→ **Exercise requirements**:
Write out every record in full, exactly as written, please.

Saved data entries:
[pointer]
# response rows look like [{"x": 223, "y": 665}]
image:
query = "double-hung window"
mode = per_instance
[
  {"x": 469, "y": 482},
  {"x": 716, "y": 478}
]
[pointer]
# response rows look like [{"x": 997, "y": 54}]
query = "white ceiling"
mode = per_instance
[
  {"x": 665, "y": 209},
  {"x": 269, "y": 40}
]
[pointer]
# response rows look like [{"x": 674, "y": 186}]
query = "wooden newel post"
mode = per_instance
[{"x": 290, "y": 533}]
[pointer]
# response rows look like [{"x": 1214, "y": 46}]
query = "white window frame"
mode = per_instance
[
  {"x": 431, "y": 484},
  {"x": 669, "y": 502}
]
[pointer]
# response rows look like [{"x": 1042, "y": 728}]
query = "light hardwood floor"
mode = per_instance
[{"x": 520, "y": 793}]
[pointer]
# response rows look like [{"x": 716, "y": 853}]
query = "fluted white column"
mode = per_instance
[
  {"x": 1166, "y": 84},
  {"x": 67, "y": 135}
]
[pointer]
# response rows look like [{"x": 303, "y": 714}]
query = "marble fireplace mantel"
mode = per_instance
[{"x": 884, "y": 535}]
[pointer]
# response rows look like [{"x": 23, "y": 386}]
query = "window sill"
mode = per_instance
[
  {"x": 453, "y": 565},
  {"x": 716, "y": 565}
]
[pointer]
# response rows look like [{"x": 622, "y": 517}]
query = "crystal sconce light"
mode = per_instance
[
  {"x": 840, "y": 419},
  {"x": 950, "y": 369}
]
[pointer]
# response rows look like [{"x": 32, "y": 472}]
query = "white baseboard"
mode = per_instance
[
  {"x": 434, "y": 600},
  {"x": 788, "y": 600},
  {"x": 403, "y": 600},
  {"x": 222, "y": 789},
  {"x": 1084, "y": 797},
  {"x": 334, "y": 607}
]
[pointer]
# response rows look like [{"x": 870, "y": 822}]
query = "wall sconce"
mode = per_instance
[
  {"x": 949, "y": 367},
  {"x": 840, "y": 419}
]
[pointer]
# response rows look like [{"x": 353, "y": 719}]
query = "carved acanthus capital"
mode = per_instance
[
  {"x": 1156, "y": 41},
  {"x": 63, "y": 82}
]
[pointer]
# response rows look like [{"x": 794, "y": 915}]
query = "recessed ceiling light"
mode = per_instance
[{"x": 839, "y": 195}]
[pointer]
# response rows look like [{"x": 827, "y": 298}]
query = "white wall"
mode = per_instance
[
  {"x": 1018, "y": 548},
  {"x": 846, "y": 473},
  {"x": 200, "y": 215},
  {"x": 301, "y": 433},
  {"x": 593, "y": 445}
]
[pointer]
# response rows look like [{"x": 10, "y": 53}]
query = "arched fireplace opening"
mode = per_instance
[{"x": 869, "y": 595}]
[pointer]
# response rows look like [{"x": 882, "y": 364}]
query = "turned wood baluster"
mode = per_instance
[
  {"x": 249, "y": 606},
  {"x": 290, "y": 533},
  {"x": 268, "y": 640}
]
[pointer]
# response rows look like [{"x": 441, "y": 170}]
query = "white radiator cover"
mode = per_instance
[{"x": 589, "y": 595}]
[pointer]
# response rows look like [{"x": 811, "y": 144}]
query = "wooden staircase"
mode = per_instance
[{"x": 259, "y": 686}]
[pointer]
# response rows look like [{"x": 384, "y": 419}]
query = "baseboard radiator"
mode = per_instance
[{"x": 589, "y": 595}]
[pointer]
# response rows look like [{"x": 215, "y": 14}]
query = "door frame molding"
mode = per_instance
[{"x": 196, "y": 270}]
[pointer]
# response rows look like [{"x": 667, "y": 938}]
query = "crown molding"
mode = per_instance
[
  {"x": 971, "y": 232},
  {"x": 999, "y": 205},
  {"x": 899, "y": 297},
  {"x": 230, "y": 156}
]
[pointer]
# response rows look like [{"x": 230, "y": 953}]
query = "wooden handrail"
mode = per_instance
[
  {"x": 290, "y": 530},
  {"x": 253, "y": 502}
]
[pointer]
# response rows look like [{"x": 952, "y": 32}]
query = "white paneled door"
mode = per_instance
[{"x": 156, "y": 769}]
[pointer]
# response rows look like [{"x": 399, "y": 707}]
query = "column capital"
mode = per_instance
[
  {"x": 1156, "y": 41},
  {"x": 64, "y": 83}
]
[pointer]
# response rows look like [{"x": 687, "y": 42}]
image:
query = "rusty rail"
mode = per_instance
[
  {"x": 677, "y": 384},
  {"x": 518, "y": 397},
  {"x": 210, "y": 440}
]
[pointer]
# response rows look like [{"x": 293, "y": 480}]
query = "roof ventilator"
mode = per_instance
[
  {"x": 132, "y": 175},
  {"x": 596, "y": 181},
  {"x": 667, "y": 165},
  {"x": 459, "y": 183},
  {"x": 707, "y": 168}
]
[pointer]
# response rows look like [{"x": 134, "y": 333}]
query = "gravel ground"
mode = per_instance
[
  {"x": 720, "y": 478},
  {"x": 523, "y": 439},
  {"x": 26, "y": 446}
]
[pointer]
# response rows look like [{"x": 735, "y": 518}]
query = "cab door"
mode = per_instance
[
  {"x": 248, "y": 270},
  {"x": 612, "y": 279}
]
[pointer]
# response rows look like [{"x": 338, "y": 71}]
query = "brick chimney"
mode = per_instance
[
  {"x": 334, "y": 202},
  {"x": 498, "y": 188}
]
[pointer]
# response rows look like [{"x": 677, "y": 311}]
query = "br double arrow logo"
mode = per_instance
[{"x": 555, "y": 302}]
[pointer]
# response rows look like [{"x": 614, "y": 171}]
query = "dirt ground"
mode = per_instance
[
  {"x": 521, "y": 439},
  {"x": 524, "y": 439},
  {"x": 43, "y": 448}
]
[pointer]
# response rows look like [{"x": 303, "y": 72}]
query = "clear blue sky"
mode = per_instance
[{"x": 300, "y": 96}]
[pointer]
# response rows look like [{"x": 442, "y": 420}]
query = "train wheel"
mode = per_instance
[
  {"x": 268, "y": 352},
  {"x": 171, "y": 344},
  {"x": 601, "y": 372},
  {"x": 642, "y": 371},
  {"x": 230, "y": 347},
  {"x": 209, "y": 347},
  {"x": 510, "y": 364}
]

→ **Written response**:
[pointer]
# response rows look like [{"x": 223, "y": 665}]
image:
query = "double-hung window"
mode = per_instance
[
  {"x": 469, "y": 482},
  {"x": 716, "y": 478}
]
[pointer]
# response rows look like [{"x": 997, "y": 54}]
query = "white ceiling"
mode = per_instance
[
  {"x": 665, "y": 209},
  {"x": 269, "y": 40}
]
[pointer]
# response rows look like [{"x": 674, "y": 186}]
query = "wooden newel post"
mode = per_instance
[{"x": 290, "y": 533}]
[pointer]
# response rows look like [{"x": 1214, "y": 46}]
query = "white window frame"
mode = per_instance
[
  {"x": 431, "y": 484},
  {"x": 669, "y": 502}
]
[pointer]
# response rows look like [{"x": 1042, "y": 728}]
query = "light hardwood floor"
mode = per_instance
[{"x": 520, "y": 793}]
[pointer]
# response rows look like [{"x": 716, "y": 853}]
query = "fluted white column"
mode = per_instance
[
  {"x": 1166, "y": 84},
  {"x": 67, "y": 135}
]
[pointer]
# response rows look like [{"x": 303, "y": 714}]
query = "marble fireplace mantel"
mode = per_instance
[{"x": 884, "y": 535}]
[pointer]
# response rows look like [{"x": 23, "y": 386}]
query = "window sill"
mode = per_instance
[
  {"x": 453, "y": 565},
  {"x": 716, "y": 565}
]
[pointer]
# response rows look like [{"x": 622, "y": 517}]
query = "crystal sconce light"
mode = per_instance
[
  {"x": 840, "y": 419},
  {"x": 950, "y": 369}
]
[pointer]
# response rows look like [{"x": 32, "y": 472}]
query = "white baseboard"
mode = per_instance
[
  {"x": 434, "y": 600},
  {"x": 788, "y": 600},
  {"x": 403, "y": 600},
  {"x": 222, "y": 789},
  {"x": 1084, "y": 797},
  {"x": 334, "y": 607}
]
[pointer]
# response rows look like [{"x": 870, "y": 822}]
query = "wall sconce"
mode = per_instance
[
  {"x": 949, "y": 367},
  {"x": 840, "y": 419}
]
[pointer]
# response rows look like [{"x": 353, "y": 719}]
query = "carved acanthus capital"
mode = per_instance
[
  {"x": 1156, "y": 41},
  {"x": 63, "y": 82}
]
[pointer]
# response rows look like [{"x": 794, "y": 915}]
query = "recessed ceiling light"
mode = per_instance
[{"x": 839, "y": 195}]
[pointer]
# response rows look like [{"x": 827, "y": 298}]
query = "white wall"
mode = per_instance
[
  {"x": 1018, "y": 548},
  {"x": 846, "y": 473},
  {"x": 200, "y": 215},
  {"x": 301, "y": 433},
  {"x": 593, "y": 445}
]
[pointer]
# response rows look like [{"x": 10, "y": 53}]
query = "arched fireplace opening"
mode = per_instance
[{"x": 869, "y": 595}]
[pointer]
# response rows look like [{"x": 882, "y": 364}]
query = "turned wood baluster"
mode = per_instance
[
  {"x": 249, "y": 606},
  {"x": 290, "y": 533},
  {"x": 268, "y": 640}
]
[pointer]
# response rows look like [{"x": 441, "y": 170}]
query = "white radiator cover"
mode = per_instance
[{"x": 589, "y": 595}]
[pointer]
# response rows look like [{"x": 811, "y": 144}]
query = "wooden staircase"
mode = per_instance
[{"x": 259, "y": 686}]
[pointer]
# response rows look like [{"x": 384, "y": 419}]
query = "baseboard radiator"
mode = per_instance
[{"x": 589, "y": 595}]
[pointer]
# response rows look like [{"x": 215, "y": 14}]
query = "door frame molding"
mode = per_instance
[{"x": 196, "y": 270}]
[pointer]
# response rows look like [{"x": 667, "y": 938}]
query = "crown molding"
mode = per_instance
[
  {"x": 971, "y": 232},
  {"x": 999, "y": 205},
  {"x": 899, "y": 297},
  {"x": 230, "y": 156}
]
[pointer]
# response rows look like [{"x": 230, "y": 953}]
query = "wooden handrail"
mode = per_instance
[
  {"x": 290, "y": 530},
  {"x": 253, "y": 502}
]
[pointer]
# response rows look like [{"x": 952, "y": 32}]
query = "white paneled door"
mode = per_instance
[{"x": 156, "y": 769}]
[pointer]
# response rows look like [{"x": 399, "y": 707}]
query = "column capital"
mode = per_instance
[
  {"x": 1156, "y": 41},
  {"x": 64, "y": 83}
]
[pointer]
# response rows look like [{"x": 687, "y": 42}]
image:
query = "rusty rail"
mode = per_instance
[
  {"x": 677, "y": 384},
  {"x": 518, "y": 397},
  {"x": 210, "y": 440}
]
[pointer]
# response rows look like [{"x": 293, "y": 480}]
query = "roof ventilator"
mode = per_instance
[
  {"x": 132, "y": 175},
  {"x": 596, "y": 181},
  {"x": 667, "y": 165},
  {"x": 459, "y": 183},
  {"x": 707, "y": 168}
]
[pointer]
# response rows look like [{"x": 134, "y": 333}]
query = "gravel ground"
mode = per_instance
[
  {"x": 720, "y": 478},
  {"x": 523, "y": 439},
  {"x": 26, "y": 446}
]
[pointer]
# response rows look like [{"x": 735, "y": 518}]
query = "cab door"
mode = per_instance
[
  {"x": 248, "y": 270},
  {"x": 612, "y": 279}
]
[pointer]
# response rows look like [{"x": 338, "y": 71}]
query = "brick chimney"
mode = per_instance
[
  {"x": 334, "y": 202},
  {"x": 498, "y": 188}
]
[pointer]
# response rows look like [{"x": 677, "y": 311}]
query = "br double arrow logo"
mode = per_instance
[{"x": 555, "y": 302}]
[pointer]
# response rows look like [{"x": 614, "y": 171}]
query = "dirt ground"
mode = per_instance
[
  {"x": 521, "y": 439},
  {"x": 524, "y": 439},
  {"x": 43, "y": 448}
]
[pointer]
# response rows look like [{"x": 303, "y": 72}]
query = "clear blue sky"
mode = per_instance
[{"x": 300, "y": 96}]
[pointer]
# response rows look like [{"x": 442, "y": 420}]
query = "train wheel"
mode = per_instance
[
  {"x": 268, "y": 352},
  {"x": 171, "y": 344},
  {"x": 601, "y": 372},
  {"x": 642, "y": 371},
  {"x": 230, "y": 347},
  {"x": 209, "y": 347},
  {"x": 510, "y": 364}
]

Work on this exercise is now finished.